• [TASK]: Convert the lines below into a Markdown table with the columns Row and Line, numbering each line and skipping any blank ones.
# # # #
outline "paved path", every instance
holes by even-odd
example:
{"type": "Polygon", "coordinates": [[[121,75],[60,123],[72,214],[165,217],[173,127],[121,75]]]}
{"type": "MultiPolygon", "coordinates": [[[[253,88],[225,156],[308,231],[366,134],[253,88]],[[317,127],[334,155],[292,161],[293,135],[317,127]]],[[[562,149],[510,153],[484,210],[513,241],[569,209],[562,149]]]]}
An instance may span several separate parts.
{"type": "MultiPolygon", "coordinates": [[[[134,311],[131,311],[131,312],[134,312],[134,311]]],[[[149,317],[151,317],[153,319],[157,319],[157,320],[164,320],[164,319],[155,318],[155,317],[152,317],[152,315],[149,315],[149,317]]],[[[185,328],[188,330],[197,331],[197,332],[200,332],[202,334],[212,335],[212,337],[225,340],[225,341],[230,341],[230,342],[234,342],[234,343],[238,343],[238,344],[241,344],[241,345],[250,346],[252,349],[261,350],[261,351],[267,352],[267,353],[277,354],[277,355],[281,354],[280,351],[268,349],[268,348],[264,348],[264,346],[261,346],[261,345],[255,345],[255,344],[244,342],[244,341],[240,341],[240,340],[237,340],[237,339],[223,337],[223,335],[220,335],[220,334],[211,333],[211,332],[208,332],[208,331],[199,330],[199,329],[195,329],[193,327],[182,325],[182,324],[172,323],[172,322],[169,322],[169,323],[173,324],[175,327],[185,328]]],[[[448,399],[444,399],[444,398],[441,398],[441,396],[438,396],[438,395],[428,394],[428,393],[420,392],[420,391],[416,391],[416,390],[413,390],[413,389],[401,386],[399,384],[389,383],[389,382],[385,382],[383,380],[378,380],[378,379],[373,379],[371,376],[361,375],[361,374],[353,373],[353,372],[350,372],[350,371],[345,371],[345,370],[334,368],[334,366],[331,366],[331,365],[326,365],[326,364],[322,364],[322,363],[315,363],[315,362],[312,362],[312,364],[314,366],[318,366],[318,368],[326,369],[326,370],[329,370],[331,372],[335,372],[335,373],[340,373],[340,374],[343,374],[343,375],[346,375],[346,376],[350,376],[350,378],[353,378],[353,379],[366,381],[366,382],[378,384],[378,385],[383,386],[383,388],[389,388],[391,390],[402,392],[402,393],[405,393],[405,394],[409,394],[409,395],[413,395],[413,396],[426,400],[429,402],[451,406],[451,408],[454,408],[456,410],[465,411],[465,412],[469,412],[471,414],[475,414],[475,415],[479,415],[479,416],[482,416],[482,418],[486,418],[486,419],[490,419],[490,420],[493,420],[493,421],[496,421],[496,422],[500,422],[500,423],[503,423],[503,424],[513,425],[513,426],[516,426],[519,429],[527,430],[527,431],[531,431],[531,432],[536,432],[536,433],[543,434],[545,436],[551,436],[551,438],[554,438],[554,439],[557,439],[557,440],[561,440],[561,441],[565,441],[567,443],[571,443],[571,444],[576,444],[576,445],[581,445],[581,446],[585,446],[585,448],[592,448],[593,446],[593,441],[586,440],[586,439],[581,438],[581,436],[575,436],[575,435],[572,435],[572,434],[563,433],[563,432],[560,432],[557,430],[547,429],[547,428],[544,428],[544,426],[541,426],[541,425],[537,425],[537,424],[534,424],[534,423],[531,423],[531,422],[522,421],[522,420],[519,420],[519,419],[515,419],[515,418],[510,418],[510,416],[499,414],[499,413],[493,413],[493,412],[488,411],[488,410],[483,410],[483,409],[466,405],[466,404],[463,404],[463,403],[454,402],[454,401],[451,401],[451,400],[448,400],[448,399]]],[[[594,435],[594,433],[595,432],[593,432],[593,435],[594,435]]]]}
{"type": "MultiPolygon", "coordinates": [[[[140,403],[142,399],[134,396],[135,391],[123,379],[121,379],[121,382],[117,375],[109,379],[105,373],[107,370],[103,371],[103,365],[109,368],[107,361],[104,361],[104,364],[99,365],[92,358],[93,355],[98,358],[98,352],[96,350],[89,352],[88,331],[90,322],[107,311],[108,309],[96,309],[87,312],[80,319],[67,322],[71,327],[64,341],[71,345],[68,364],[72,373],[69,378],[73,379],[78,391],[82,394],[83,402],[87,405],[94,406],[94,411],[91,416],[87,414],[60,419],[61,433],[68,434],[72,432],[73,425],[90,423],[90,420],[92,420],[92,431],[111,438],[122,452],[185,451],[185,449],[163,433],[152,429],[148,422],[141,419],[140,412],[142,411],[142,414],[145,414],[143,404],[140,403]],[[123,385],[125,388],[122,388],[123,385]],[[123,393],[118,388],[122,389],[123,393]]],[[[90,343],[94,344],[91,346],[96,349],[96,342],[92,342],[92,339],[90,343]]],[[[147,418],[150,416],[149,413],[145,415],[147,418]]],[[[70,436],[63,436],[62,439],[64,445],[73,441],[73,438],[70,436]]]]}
# # # #
• [CORRECT OUTPUT]:
| Row | Line |
|---|---|
| 1 | outline "paved path", every instance |
| 2 | holes by even-odd |
| 3 | example: |
| 4 | {"type": "Polygon", "coordinates": [[[121,75],[60,123],[72,214],[165,217],[173,127],[121,75]]]} |
| 5 | {"type": "MultiPolygon", "coordinates": [[[[253,88],[225,156],[308,231],[366,134],[253,88]],[[317,127],[334,155],[292,161],[293,135],[317,127]]],[[[562,149],[510,153],[484,210],[513,241],[569,209],[562,149]]]]} |
| 6 | An instance may span several separate parts. |
| 7 | {"type": "MultiPolygon", "coordinates": [[[[134,311],[131,311],[131,312],[134,312],[134,311]]],[[[149,317],[151,317],[153,319],[157,319],[157,320],[164,320],[164,319],[155,318],[155,317],[152,317],[152,315],[149,315],[149,317]]],[[[185,328],[188,330],[197,331],[197,332],[200,332],[202,334],[212,335],[212,337],[225,340],[225,341],[230,341],[230,342],[234,342],[234,343],[238,343],[238,344],[241,344],[241,345],[250,346],[252,349],[261,350],[261,351],[267,352],[267,353],[277,354],[277,355],[281,354],[280,351],[268,349],[268,348],[264,348],[264,346],[261,346],[261,345],[255,345],[255,344],[244,342],[244,341],[240,341],[240,340],[237,340],[237,339],[223,337],[223,335],[220,335],[220,334],[211,333],[211,332],[208,332],[208,331],[199,330],[199,329],[195,329],[193,327],[182,325],[182,324],[172,323],[172,322],[169,322],[169,323],[173,324],[175,327],[185,328]]],[[[448,399],[444,399],[444,398],[441,398],[441,396],[438,396],[438,395],[428,394],[428,393],[420,392],[420,391],[416,391],[416,390],[413,390],[413,389],[401,386],[399,384],[389,383],[389,382],[385,382],[383,380],[378,380],[378,379],[373,379],[371,376],[361,375],[361,374],[353,373],[353,372],[350,372],[350,371],[345,371],[345,370],[334,368],[334,366],[331,366],[331,365],[326,365],[326,364],[322,364],[322,363],[315,363],[315,362],[312,362],[312,364],[314,366],[318,366],[318,368],[326,369],[326,370],[329,370],[331,372],[335,372],[335,373],[340,373],[340,374],[343,374],[343,375],[346,375],[346,376],[350,376],[350,378],[353,378],[353,379],[366,381],[366,382],[378,384],[378,385],[383,386],[383,388],[389,388],[391,390],[402,392],[402,393],[405,393],[405,394],[409,394],[409,395],[413,395],[413,396],[426,400],[429,402],[451,406],[451,408],[454,408],[456,410],[465,411],[465,412],[469,412],[471,414],[475,414],[475,415],[479,415],[479,416],[482,416],[482,418],[486,418],[486,419],[490,419],[490,420],[493,420],[493,421],[496,421],[496,422],[500,422],[500,423],[503,423],[503,424],[513,425],[513,426],[516,426],[519,429],[527,430],[527,431],[531,431],[531,432],[536,432],[536,433],[543,434],[545,436],[551,436],[551,438],[554,438],[554,439],[557,439],[557,440],[561,440],[561,441],[565,441],[567,443],[571,443],[571,444],[576,444],[576,445],[581,445],[581,446],[585,446],[585,448],[592,448],[593,446],[593,441],[586,440],[586,439],[581,438],[581,436],[575,436],[575,435],[572,435],[572,434],[563,433],[563,432],[560,432],[557,430],[547,429],[547,428],[544,428],[544,426],[541,426],[541,425],[537,425],[537,424],[534,424],[534,423],[531,423],[531,422],[522,421],[522,420],[519,420],[519,419],[515,419],[515,418],[510,418],[510,416],[499,414],[499,413],[493,413],[493,412],[488,411],[488,410],[483,410],[483,409],[466,405],[466,404],[463,404],[463,403],[454,402],[454,401],[451,401],[451,400],[448,400],[448,399]]],[[[594,435],[594,433],[595,432],[593,432],[593,435],[594,435]]]]} |
| 8 | {"type": "MultiPolygon", "coordinates": [[[[140,403],[142,399],[134,396],[135,391],[123,379],[121,379],[121,382],[117,375],[109,379],[105,373],[107,370],[103,371],[103,365],[109,368],[107,361],[104,361],[104,364],[99,365],[92,358],[93,355],[98,358],[98,352],[96,350],[89,352],[88,331],[90,322],[107,311],[108,309],[96,309],[87,312],[80,319],[67,322],[71,327],[64,341],[71,345],[68,364],[72,373],[69,378],[73,379],[78,391],[82,394],[83,402],[87,405],[94,406],[94,411],[91,416],[87,414],[60,419],[61,433],[68,434],[72,432],[73,425],[90,423],[90,420],[92,420],[92,431],[111,438],[122,452],[185,451],[185,449],[163,433],[152,429],[148,422],[141,419],[140,412],[142,411],[142,414],[145,414],[143,404],[140,403]],[[123,385],[125,388],[122,388],[123,385]],[[123,393],[118,388],[122,389],[123,393]]],[[[90,343],[94,344],[91,346],[96,349],[96,342],[92,342],[92,339],[90,343]]],[[[147,418],[150,416],[149,413],[145,415],[147,418]]],[[[70,436],[63,436],[62,439],[64,445],[73,441],[73,438],[70,436]]]]} |